Task to carry out
Give again, word for word, the line holding "the puppy's eye." and every line after it through the end of the data below. Omit pictures.

Given data
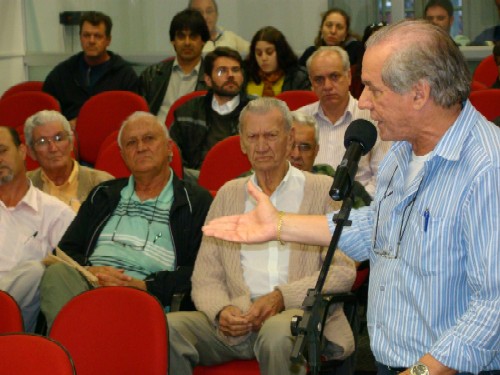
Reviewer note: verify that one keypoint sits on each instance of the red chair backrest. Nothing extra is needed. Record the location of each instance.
(223, 162)
(169, 120)
(486, 72)
(23, 86)
(101, 115)
(11, 319)
(295, 99)
(111, 161)
(115, 331)
(487, 102)
(16, 108)
(240, 367)
(25, 354)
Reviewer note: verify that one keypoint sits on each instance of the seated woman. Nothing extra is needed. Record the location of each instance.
(334, 31)
(272, 66)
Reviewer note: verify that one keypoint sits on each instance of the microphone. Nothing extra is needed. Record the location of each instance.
(359, 139)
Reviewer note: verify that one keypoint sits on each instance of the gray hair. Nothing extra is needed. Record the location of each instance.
(137, 115)
(423, 52)
(41, 118)
(307, 120)
(327, 50)
(264, 105)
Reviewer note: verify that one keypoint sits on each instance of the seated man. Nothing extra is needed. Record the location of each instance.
(50, 142)
(330, 75)
(143, 231)
(306, 148)
(205, 120)
(163, 83)
(218, 36)
(92, 71)
(31, 225)
(247, 294)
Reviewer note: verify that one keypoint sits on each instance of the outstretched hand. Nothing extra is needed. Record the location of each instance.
(258, 225)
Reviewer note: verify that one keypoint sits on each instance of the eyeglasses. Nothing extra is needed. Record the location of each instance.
(43, 142)
(136, 247)
(302, 147)
(332, 77)
(224, 70)
(388, 253)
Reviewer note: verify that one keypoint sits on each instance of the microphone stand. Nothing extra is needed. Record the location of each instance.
(308, 328)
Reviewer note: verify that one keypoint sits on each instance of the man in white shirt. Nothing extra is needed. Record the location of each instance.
(330, 75)
(163, 83)
(218, 36)
(205, 120)
(246, 295)
(31, 225)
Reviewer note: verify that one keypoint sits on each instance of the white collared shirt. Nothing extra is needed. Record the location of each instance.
(225, 108)
(265, 265)
(331, 142)
(31, 229)
(179, 85)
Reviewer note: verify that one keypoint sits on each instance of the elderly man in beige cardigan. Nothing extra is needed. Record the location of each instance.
(247, 294)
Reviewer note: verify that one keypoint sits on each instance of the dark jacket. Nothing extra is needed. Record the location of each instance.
(187, 215)
(154, 83)
(191, 127)
(64, 82)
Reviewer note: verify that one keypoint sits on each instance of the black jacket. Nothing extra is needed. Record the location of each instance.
(191, 127)
(187, 215)
(154, 83)
(64, 82)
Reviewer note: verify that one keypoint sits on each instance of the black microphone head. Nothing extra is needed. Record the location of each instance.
(363, 132)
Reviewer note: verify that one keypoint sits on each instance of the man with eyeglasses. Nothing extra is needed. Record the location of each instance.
(92, 71)
(246, 295)
(330, 75)
(143, 231)
(219, 37)
(50, 142)
(31, 225)
(203, 121)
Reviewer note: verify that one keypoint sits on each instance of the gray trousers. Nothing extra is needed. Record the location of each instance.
(22, 283)
(193, 340)
(60, 284)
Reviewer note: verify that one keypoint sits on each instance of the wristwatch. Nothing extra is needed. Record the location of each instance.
(419, 369)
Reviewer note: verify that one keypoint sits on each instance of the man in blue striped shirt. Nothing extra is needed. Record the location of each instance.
(432, 232)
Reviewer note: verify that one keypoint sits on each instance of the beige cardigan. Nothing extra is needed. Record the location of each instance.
(218, 275)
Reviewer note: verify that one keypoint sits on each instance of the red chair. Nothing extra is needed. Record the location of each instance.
(23, 86)
(487, 102)
(101, 115)
(223, 162)
(11, 319)
(295, 99)
(169, 120)
(111, 161)
(16, 108)
(25, 354)
(487, 71)
(115, 331)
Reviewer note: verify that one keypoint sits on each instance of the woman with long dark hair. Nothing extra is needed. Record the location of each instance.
(272, 66)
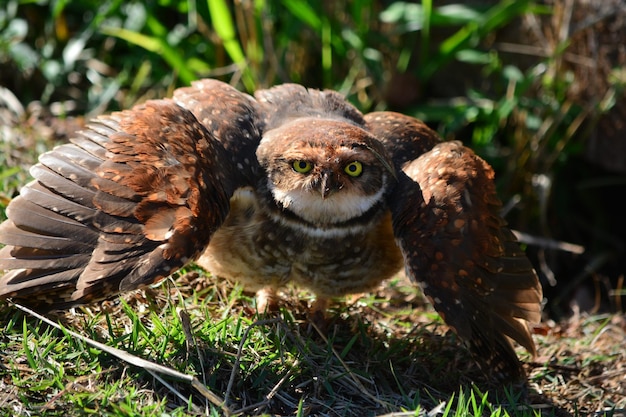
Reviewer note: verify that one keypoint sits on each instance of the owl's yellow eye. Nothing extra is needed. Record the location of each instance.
(302, 166)
(354, 169)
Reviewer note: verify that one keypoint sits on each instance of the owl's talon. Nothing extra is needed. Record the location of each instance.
(267, 300)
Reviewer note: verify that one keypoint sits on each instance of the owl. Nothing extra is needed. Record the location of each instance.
(289, 186)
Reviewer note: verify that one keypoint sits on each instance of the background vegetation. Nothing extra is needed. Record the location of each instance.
(536, 88)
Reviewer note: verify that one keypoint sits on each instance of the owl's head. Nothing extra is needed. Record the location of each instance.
(325, 171)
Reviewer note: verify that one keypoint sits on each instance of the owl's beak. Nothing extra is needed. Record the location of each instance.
(327, 184)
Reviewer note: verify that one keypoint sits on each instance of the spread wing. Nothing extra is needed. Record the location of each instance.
(130, 200)
(455, 244)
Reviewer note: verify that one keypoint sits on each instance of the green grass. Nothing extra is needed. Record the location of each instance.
(365, 362)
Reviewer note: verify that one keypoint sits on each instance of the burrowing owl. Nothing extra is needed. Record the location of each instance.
(289, 186)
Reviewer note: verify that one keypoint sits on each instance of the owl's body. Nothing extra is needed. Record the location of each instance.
(334, 239)
(289, 186)
(262, 253)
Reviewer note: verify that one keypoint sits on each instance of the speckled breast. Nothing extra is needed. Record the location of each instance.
(260, 250)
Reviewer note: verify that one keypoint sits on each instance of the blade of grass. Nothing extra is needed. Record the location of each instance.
(153, 368)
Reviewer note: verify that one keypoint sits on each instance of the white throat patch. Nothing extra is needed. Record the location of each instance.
(337, 208)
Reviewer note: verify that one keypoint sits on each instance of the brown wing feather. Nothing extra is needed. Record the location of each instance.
(455, 244)
(131, 199)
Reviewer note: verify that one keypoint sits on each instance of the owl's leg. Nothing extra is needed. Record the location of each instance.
(266, 300)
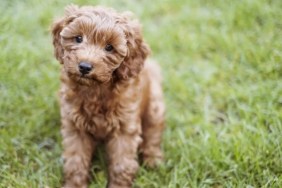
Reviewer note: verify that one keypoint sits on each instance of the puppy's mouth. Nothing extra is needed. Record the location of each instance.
(86, 79)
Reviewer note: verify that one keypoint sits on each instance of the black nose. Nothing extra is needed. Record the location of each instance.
(84, 67)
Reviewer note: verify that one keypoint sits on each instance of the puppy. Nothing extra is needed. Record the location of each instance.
(109, 93)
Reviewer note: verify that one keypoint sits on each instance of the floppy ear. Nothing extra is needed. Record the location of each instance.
(137, 52)
(58, 26)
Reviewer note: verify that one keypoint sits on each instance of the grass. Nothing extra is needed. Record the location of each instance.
(222, 67)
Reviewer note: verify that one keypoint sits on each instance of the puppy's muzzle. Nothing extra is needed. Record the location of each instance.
(84, 67)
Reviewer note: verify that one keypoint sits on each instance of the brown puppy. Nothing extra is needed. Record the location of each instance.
(109, 93)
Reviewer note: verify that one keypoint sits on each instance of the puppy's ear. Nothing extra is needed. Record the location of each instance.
(138, 50)
(58, 26)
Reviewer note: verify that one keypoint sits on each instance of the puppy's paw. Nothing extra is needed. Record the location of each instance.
(152, 161)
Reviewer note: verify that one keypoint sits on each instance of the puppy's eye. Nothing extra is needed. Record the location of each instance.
(109, 48)
(78, 39)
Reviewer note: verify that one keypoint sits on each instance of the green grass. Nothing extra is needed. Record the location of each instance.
(222, 67)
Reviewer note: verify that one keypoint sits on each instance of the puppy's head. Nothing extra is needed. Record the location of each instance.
(97, 44)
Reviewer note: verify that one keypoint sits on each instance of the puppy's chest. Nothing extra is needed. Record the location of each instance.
(95, 116)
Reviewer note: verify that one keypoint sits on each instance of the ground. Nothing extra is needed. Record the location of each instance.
(222, 68)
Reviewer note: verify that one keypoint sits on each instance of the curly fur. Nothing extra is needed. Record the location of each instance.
(119, 103)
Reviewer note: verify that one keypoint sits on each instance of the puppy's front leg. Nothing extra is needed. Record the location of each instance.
(78, 150)
(123, 165)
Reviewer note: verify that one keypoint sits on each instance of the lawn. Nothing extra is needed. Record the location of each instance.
(222, 69)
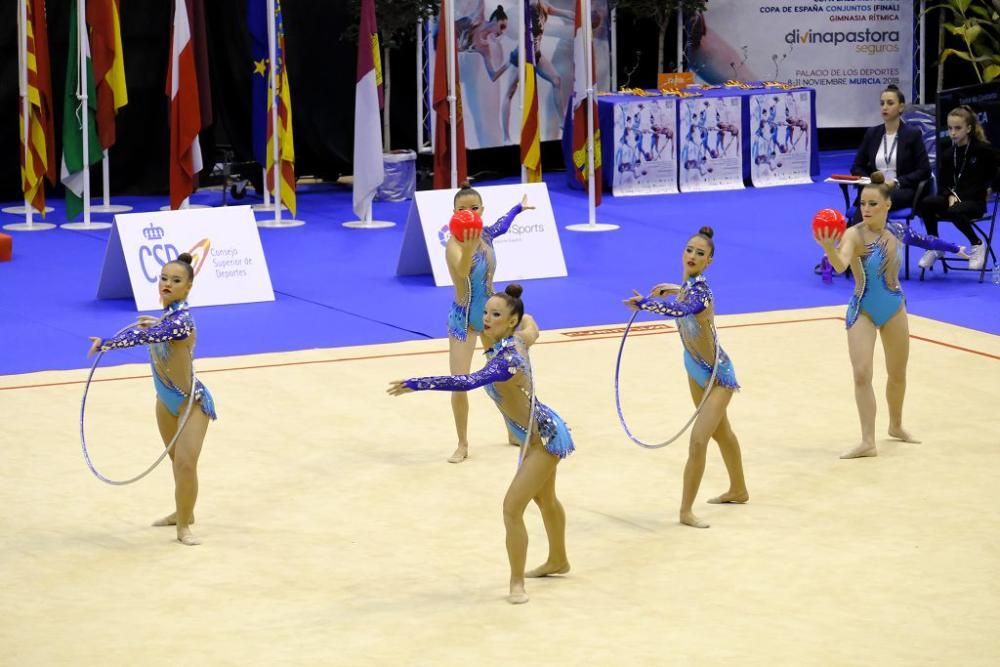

Answer to this exercise
Reviewer note: verify that one keypoint sits on each instance of the puppy's eye. Nothing extra is needed. Record the location of each instance.
(109, 48)
(78, 39)
Reviewer note: verify that one keypoint sits on each instance of the green grass. Nothing extra is needed. Record the location of each instance.
(222, 67)
Reviewer note: verify that one keypoint sits on each instance of the puppy's head. Nothing extra is needed. Record the location of each instance.
(97, 44)
Reviewer note: verify that one keypoint sits on each instance of the puppy's chest. Nothing extra is needed. Record the location of each instance.
(95, 116)
Reviewer note: verify that one keypoint sits on each instance of the ground. Nothing extra is needed. Record the location of each instance.
(222, 68)
Reviewer note: verify that one keypoint sits on each instance of the curly fur. Nothing extra is needed. Record the location of each instance.
(119, 103)
Reviewer note: verify that one keypoint sits on each instance of the puppy's front leg. Nothing extra is needed. Record the location of each instance.
(78, 150)
(123, 165)
Reviewer note: verify that one keypoint sits on each instance of the lawn. Nothing extra is needed. Record the location of each instance.
(222, 69)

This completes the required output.